**Aim of the exercise**
Could you rewrite the items from the first one through the line containing "[[19, 376]]", both included, keeping the request wording as is but shifting every coordinate in the answers up by 111? Leave the pictures out.

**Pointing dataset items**
= = = = = = =
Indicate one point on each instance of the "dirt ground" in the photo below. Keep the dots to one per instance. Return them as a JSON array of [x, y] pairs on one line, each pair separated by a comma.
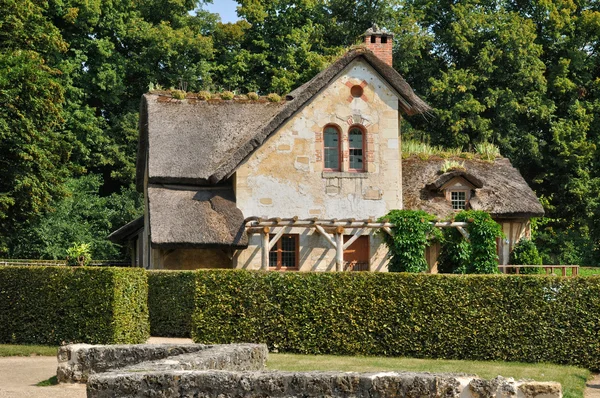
[[19, 376]]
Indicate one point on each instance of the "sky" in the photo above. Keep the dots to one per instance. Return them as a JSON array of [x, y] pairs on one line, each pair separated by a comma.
[[225, 8]]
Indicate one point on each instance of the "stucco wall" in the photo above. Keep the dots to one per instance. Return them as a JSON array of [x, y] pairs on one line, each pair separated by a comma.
[[316, 254], [285, 178]]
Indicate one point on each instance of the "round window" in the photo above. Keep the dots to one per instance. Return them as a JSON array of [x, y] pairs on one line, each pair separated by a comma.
[[356, 91]]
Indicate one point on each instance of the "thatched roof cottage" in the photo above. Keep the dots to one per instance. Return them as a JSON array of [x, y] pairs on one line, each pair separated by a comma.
[[290, 185]]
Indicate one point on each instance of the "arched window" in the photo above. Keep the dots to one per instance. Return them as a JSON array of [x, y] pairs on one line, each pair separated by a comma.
[[357, 148], [331, 143]]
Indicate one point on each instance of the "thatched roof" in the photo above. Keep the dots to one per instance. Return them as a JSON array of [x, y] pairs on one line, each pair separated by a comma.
[[203, 142], [201, 218], [500, 188], [127, 231]]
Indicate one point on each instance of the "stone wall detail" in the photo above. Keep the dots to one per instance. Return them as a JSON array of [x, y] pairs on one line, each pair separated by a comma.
[[238, 370]]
= = = = = = =
**Output of the exercise**
Indicate one point on each instance of the "dirt ground" in the photo below. Keep the dots to one per instance. Return them as a JSON array of [x, y] pairs on one line, each pair separated by a comma.
[[130, 487]]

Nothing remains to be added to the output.